▸ **DIRECTIONS**
Reproduce every line below exactly as written; do not include the images.

▸ **DATA FOR ANALYSIS**
• • • • •

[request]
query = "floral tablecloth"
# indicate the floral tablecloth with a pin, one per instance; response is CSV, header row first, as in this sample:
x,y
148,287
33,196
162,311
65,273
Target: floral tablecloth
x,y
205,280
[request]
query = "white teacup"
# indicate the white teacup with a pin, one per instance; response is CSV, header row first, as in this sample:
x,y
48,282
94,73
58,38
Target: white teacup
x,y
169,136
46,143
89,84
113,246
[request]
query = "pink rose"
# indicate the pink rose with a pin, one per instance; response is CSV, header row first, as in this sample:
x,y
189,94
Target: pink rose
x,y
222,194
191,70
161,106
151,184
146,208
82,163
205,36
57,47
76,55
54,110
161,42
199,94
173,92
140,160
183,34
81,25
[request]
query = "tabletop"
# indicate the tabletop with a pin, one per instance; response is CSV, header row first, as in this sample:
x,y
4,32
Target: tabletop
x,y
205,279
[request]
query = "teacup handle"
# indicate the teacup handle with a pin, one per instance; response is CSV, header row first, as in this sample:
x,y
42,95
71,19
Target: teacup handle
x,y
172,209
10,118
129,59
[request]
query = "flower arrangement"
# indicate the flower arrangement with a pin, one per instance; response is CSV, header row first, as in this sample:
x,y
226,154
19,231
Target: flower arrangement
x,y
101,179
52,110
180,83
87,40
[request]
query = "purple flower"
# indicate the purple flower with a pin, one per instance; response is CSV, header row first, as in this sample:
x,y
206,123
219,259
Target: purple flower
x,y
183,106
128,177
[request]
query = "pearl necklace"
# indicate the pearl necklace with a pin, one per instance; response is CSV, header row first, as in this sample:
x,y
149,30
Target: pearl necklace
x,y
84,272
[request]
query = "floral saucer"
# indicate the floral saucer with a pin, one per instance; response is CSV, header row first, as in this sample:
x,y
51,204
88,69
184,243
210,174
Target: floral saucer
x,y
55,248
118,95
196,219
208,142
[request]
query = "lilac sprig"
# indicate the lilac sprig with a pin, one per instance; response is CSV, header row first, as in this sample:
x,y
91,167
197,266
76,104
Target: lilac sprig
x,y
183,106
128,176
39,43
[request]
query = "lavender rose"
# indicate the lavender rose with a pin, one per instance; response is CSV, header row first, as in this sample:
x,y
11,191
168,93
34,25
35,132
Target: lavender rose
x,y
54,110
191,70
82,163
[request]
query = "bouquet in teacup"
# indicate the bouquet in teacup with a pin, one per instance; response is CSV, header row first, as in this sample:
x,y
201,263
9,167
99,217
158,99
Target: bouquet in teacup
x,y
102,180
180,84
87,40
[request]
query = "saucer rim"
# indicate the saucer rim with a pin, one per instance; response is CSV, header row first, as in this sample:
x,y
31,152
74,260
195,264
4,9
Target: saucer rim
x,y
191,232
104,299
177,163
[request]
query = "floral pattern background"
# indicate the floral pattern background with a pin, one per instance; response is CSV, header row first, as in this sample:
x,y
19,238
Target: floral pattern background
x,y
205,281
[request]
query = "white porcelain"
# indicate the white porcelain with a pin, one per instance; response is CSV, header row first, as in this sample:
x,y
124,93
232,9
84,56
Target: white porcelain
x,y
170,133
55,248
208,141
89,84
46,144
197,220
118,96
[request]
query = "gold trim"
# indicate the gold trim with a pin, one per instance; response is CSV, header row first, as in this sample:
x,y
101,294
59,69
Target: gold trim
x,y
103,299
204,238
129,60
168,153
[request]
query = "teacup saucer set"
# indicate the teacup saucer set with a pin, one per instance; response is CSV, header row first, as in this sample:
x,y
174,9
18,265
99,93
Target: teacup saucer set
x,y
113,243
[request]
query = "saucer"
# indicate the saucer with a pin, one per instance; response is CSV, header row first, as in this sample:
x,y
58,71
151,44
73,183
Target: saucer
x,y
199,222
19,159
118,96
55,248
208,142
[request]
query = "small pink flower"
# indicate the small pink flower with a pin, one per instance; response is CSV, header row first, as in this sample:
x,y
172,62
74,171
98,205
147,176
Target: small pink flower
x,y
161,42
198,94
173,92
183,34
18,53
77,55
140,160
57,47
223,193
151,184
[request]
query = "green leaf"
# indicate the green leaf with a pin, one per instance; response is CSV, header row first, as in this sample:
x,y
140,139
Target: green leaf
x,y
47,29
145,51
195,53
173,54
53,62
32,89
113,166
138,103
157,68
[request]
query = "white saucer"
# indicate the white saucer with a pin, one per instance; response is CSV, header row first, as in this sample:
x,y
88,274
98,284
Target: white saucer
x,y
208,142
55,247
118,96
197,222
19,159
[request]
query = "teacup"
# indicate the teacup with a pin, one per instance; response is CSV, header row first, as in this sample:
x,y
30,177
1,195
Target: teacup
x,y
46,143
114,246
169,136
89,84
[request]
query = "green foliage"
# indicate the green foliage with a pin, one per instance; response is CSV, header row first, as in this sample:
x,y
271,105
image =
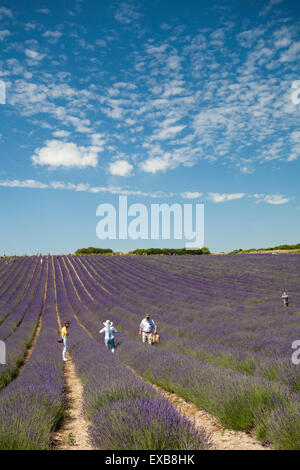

• • • • •

▸ **TASK RESULT**
[request]
query = "floral tablecloth"
# indicate the floral tablecloth with a pin, one per instance; response is CSV, header row first, as in this sample:
x,y
148,287
33,196
162,311
65,273
Target: floral tablecloth
x,y
205,280
[request]
query = "white teacup"
# indicate the white teacup with a pin, one per instance; response is CSV, header row first, as in this sample:
x,y
48,282
94,73
58,38
Target: white teacup
x,y
169,136
46,143
89,84
113,246
[request]
query = "pink rose"
# indicate the pink rose with a pin, one per instance; response is CSV, header row first, as in this sample:
x,y
189,94
Target: pink rose
x,y
222,194
191,70
161,106
151,184
146,208
82,163
205,36
57,47
76,55
54,110
161,42
199,94
173,92
140,160
183,34
81,25
[request]
query = "tabletop"
# indicate the tabletop with a pin, one per instance; response is CSV, header row first, as in this sample:
x,y
4,32
Target: tabletop
x,y
205,279
[request]
query = "teacup handle"
# indicate the teacup handle with a pin, one per instance; response is CSV, header row first, as in this sample:
x,y
42,95
71,19
Target: teacup handle
x,y
172,209
10,118
129,59
[request]
query = "flower arrangement"
# indicate the flower arrangement with a pin, one per instance; response is CSV, header row first, as in this sample:
x,y
226,154
19,231
Target: flower arrangement
x,y
101,179
52,110
180,83
87,40
[request]
query = "purple flower"
# indicate the purple flower with a pin, one per instance; response is CSV, header row first, as in this sample:
x,y
206,123
219,259
Target: purple flower
x,y
183,106
128,177
[request]
query = "pearl necklace"
# indicate the pearl necklace with a pin, one per instance; response is CSV, header row first, as in this sample:
x,y
149,30
Target: pearl necklace
x,y
84,272
[request]
query = "floral saucer"
# indicate the floral saucer with a pin, one per instance; response is CSV, header row first, as in this sample:
x,y
51,204
88,69
184,243
210,174
Target: floral saucer
x,y
55,248
118,95
196,219
208,142
[request]
query = "lilac sprig"
# indicate the lilac sprig with a pin, one per instance; response is CSV, header row first, as in this sample:
x,y
91,167
197,266
76,104
Target: lilac sprig
x,y
183,106
128,176
39,43
[request]
query = "lavender rose"
# indicate the lavender rose with a pin, one per instance; response is CSV, header row first, as in this sample:
x,y
11,191
168,93
34,25
35,132
Target: lavender rose
x,y
54,110
191,70
82,163
[request]
query = "bouquet in teacup"
# indicate the bouquet in teacup with a pin, one per instance; response is CSV, header row first, as in this sample:
x,y
201,263
9,167
99,217
158,99
Target: bouquet in teacup
x,y
102,180
180,84
87,40
[request]
query = "saucer rim"
# indicate the saucer rim with a pin, one per instance; response is CSV, header row first, as in this sample:
x,y
31,152
74,260
195,264
4,9
Target: saucer rim
x,y
191,232
104,299
177,163
[request]
query = "floral pattern background"
# indicate the floral pattern background with a pin, one per instance; response is CSV, header row first, as in this sample:
x,y
19,238
Target: floral pattern background
x,y
205,281
[request]
query = "white porcelain"
# indicate the white porcelain with a pin, one per instance; response is CSV, header row first, as in this sample:
x,y
124,93
232,9
84,56
Target: white porcelain
x,y
170,133
55,248
208,141
89,84
46,144
197,220
118,96
[request]
query = "gold trim"
# indicate the gold trim with a pin, one per instance; response is CSV, header row first, as in this sample:
x,y
101,294
59,69
Target: gold trim
x,y
103,299
204,238
129,60
168,153
[request]
query = "teacup saucer set"
# indicate the teacup saucer set with a pin, one per instance; response is CSV, header row first, as in this sample:
x,y
174,9
18,265
99,93
Target: teacup saucer set
x,y
113,243
[request]
query = "saucer"
# indicate the saucer with a pin, one per instance; response is CSV, header row first, as in this sample:
x,y
58,71
151,44
73,183
Target: saucer
x,y
199,222
19,159
118,96
55,248
208,142
[request]
query = "small pink flower"
# indicate the small pink flower with a pin, one per instance; response is CSV, header row first, as in this sample:
x,y
172,62
74,171
98,205
147,176
Target: small pink flower
x,y
161,42
198,94
173,92
183,34
18,53
77,55
140,160
57,47
223,193
151,184
[request]
query = "green leaf"
# indicate the green leaf with a pin, one per instance; response is CSV, header row first, as in this sample:
x,y
140,139
Target: green leaf
x,y
47,29
145,51
195,53
173,54
53,62
32,89
113,166
138,103
157,68
[request]
query = "white saucer"
# indicate the white saucer with a pin, one per instance; response is CSV, header row first, as in this sample:
x,y
88,274
98,284
Target: white saucer
x,y
208,142
55,247
118,96
197,222
19,159
[request]
query = "teacup"
# indicate the teacup with a pin, one per instance; response is CSV, header row first, as in this sample:
x,y
30,177
1,195
Target: teacup
x,y
46,143
114,246
169,136
89,84
[request]
query = "green foliage"
# indicate the green foliage with a pin, one per instance; response is CSV, header row first, as in this sample:
x,y
271,105
image =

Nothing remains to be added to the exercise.